**OBJECTIVE**.
Answer these questions about the forum post on the Spark union error, one line each:
(a) Which exception class appears in the error message?
(b) In the output of dfMainOutput.printSchema(), what type is AuditorOpinionOnGoingConcernId?
(c) What value does the code give FFAction when FFAction equals "O" or "I"?

**READING TEXT**.

+===+

This is my code for the union:
val dfToSave=dfMainOutput.union(insertdf.select(dfMainOutput).withColumn("FFAction", when($"FFAction" === "O" || $"FFAction" === "I", lit("I|!|")))
When I do union I get below error:
org.apache.spark.sql.AnalysisException: Union can only be performed on tables with the compatible column types. string <> boolean at the 11th column of the second table;;
'Union
Here is the schema of two dataframes:
insertdf.printSchema()
root
|-- OrganizationID: long (nullable = true)
|-- SourceID: integer (nullable = true)
|-- AuditorID: integer (nullable = true)
|-- AuditorOpinionCode: string (nullable = true)
|-- AuditorOpinionOnInternalControlCode: string (nullable = true)
|-- AuditorOpinionOnGoingConcernCode: string (nullable = true)
|-- IsPlayingAuditorRole: boolean (nullable = true)
|-- IsPlayingTaxAdvisorRole: boolean (nullable = true)
|-- AuditorEnumerationId: integer (nullable = true)
|-- AuditorOpinionId: integer (nullable = true)
|-- AuditorOpinionOnInternalControlsId: string (nullable = true)
|-- AuditorOpinionOnGoingConcernId: string (nullable = true)
|-- IsPlayingCSRAuditorRole: boolean (nullable = true)
|-- FFAction: string (nullable = true)
|-- DataPartition: string (nullable = true)
Here is the schema of second dataframe:
dfMainOutput.printSchema()
root
|-- OrganizationID: long (nullable = true)
|-- SourceID: integer (nullable = true)
|-- AuditorID: integer (nullable = true)
|-- AuditorOpinionCode: string (nullable = true)
|-- AuditorOpinionOnInternalControlCode: string (nullable = true)
|-- AuditorOpinionOnGoingConcernCode: string (nullable = true)
|-- IsPlayingAuditorRole: boolean (nullable = true)
|-- IsPlayingTaxAdvisorRole: boolean (nullable = true)
|-- AuditorEnumerationId: integer (nullable = true)
|-- AuditorOpinionId: integer (nullable = true)
|-- AuditorOpinionOnInternalControlsId: integer (nullable = true)
|-- AuditorOpinionOnGoingConcernId: boolean (nullable = true)
|-- IsPlayingCSRAuditorRole: string (nullable = true)
|-- FFAction: string (nullable = true)
|-- DataPartition: string (nullable = true)
To avoid this problem I might have to write a select
for each columns.
So is there any Scala syntax that manage to type caste or make both dataframes to same type?
This is what I have tried so far but still getting the same error:
val columns = dfMainOutput.columns.toSet.intersect(insertdf.columns.toSet).map(col).toSeq
//Perform Union
val dfToSave=dfMainOutput.select(columns: _*).union(insertdf.select(columns: _*)).withColumn("FFAction", when($"FFAction" === "O" || $"FFAction" === "I", lit("I|!|")))

+===+

**SOURCE MATERIAL**.
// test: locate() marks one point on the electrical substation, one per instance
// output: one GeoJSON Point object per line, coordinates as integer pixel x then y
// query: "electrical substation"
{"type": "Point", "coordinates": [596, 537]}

+===+

**TASK OUTPUT**.
(a) org.apache.spark.sql.AnalysisException
(b) boolean
(c) "I|!|"